Records drawn from a dataset
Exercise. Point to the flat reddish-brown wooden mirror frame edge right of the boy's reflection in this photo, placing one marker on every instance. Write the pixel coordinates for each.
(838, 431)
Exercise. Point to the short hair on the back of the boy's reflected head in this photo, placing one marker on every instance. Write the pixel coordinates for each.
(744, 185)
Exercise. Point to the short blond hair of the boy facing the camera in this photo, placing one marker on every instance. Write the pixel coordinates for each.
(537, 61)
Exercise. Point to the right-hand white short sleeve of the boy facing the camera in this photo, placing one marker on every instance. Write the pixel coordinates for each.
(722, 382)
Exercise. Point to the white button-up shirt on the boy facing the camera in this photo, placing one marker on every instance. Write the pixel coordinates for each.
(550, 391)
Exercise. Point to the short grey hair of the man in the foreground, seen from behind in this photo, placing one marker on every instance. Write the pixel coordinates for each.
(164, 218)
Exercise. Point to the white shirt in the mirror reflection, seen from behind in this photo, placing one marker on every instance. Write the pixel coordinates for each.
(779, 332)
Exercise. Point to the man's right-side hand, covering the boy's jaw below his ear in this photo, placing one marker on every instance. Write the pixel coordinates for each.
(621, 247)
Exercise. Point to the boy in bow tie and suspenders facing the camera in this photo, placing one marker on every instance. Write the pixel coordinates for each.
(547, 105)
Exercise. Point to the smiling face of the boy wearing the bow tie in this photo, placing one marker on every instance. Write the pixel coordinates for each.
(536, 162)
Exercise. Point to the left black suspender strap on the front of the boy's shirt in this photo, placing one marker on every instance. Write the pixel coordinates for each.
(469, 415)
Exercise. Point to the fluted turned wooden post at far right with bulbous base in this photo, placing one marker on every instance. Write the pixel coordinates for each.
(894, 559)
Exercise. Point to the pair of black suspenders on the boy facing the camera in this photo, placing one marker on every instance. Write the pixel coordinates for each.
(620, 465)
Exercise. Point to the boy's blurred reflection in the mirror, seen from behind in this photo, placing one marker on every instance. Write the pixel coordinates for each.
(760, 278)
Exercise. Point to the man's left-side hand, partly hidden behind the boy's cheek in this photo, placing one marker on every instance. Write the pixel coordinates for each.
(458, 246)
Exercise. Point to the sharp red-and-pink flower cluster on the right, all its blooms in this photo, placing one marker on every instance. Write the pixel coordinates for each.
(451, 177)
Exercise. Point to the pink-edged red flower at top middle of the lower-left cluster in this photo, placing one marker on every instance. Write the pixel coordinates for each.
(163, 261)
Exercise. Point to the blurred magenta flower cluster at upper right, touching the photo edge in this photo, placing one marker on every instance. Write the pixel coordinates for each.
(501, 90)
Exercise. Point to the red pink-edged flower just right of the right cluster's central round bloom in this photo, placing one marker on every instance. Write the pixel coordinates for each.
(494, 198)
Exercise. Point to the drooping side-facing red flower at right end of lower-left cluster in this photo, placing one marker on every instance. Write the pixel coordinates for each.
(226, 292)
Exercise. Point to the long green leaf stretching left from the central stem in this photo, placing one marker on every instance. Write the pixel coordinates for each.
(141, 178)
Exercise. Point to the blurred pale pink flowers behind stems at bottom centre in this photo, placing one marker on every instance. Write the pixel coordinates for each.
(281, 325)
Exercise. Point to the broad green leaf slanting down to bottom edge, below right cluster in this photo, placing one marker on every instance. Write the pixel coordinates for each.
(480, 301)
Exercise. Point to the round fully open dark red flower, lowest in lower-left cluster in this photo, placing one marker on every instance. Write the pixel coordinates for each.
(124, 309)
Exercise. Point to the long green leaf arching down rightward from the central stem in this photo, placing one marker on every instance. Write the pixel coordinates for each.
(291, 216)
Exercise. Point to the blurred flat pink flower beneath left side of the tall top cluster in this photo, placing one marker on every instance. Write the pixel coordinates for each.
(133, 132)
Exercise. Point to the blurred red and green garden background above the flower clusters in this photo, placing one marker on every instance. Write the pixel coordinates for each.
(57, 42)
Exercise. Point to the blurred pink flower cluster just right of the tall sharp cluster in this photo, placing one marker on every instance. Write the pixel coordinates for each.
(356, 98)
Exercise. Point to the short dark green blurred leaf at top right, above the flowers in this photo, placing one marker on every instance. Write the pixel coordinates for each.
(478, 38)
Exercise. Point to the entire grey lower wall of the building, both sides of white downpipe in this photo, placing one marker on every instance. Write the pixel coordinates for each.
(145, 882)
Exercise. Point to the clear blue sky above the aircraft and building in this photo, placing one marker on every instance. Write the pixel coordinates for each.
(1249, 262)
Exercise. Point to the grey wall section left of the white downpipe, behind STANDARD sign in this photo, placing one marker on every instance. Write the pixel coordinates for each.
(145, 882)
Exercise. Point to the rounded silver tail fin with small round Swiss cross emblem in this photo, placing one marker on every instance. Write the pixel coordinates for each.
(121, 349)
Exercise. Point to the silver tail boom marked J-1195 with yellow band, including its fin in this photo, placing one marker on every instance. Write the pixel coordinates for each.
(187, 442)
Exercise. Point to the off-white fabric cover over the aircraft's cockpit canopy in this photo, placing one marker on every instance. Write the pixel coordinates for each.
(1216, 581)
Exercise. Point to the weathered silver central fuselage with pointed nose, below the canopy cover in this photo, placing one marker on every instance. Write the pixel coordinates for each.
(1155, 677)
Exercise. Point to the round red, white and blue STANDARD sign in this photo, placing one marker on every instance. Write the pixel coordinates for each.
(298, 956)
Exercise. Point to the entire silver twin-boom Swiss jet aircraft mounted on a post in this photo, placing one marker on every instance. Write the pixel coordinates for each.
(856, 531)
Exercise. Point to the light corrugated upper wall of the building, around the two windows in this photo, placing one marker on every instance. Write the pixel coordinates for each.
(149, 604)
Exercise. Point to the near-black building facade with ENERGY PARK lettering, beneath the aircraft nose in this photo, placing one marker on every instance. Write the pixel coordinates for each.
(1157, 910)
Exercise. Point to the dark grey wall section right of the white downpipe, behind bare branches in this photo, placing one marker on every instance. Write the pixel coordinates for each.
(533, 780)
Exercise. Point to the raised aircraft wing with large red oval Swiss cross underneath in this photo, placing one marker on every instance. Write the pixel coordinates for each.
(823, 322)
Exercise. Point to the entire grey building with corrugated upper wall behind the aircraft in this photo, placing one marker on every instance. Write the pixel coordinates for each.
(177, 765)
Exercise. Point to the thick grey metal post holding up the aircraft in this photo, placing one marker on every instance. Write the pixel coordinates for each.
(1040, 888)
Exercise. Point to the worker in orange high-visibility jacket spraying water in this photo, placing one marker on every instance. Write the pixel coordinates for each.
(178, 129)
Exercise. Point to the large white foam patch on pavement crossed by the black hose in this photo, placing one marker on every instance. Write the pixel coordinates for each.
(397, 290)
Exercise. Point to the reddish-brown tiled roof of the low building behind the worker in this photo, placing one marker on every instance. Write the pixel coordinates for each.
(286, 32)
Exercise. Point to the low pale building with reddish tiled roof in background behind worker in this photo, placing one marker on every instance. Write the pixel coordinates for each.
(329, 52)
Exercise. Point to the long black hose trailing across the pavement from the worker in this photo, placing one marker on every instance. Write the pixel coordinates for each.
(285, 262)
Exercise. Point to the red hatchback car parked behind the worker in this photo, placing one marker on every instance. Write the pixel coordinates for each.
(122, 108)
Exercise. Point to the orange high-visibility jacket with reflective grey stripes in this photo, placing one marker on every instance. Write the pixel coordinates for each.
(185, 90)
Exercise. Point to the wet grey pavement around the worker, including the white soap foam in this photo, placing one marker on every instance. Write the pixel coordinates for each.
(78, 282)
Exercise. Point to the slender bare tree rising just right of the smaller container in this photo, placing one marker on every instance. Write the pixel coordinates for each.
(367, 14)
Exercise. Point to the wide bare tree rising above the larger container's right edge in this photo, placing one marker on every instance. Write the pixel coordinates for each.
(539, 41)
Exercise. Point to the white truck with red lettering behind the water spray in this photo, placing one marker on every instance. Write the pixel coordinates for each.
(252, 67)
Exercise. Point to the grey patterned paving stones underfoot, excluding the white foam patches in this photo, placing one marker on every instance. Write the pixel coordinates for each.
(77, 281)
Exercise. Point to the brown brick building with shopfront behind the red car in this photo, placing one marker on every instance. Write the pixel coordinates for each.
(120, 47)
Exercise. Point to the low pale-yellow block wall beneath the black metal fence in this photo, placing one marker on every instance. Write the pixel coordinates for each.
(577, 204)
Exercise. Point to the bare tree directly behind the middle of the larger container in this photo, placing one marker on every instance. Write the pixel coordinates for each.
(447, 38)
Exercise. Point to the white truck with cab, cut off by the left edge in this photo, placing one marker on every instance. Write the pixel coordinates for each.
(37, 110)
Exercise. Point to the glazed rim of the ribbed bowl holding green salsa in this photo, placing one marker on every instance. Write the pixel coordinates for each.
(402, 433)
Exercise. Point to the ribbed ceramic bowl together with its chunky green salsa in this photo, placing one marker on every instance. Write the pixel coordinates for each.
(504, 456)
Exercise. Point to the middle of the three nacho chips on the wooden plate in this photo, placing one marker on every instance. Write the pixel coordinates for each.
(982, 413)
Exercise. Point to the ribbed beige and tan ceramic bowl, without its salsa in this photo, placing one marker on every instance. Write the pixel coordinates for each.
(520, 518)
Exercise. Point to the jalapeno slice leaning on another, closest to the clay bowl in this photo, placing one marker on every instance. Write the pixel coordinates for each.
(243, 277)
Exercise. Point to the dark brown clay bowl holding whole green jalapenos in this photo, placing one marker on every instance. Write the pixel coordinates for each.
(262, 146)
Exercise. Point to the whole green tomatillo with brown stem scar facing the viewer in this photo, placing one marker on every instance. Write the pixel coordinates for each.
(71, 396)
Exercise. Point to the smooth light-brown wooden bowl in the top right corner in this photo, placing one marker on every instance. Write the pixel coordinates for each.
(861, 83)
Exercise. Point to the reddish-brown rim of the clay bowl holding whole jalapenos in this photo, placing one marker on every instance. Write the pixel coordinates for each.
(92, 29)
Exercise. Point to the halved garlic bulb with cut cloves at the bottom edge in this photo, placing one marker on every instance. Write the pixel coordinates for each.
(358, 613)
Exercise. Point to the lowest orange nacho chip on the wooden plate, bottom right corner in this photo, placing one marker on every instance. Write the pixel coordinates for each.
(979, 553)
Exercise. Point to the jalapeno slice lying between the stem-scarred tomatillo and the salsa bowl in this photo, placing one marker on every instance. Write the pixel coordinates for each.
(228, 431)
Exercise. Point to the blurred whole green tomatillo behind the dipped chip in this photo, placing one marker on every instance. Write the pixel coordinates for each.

> **The task**
Reproduce exactly the lines from the one containing "Exercise. Point to the lowest" through the last line of the records above, including both, and nothing else.

> **Task result**
Exercise. Point to the lowest orange nacho chip on the wooden plate, bottom right corner in this photo, placing one marker on every instance. Write the pixel coordinates for each.
(979, 553)
Exercise. Point to the jalapeno slice lying between the stem-scarred tomatillo and the salsa bowl in this photo, placing one marker on every instance. Write the pixel coordinates for each.
(228, 431)
Exercise. Point to the blurred whole green tomatillo behind the dipped chip in this photo, placing one marker on every instance. Write the pixel coordinates for each.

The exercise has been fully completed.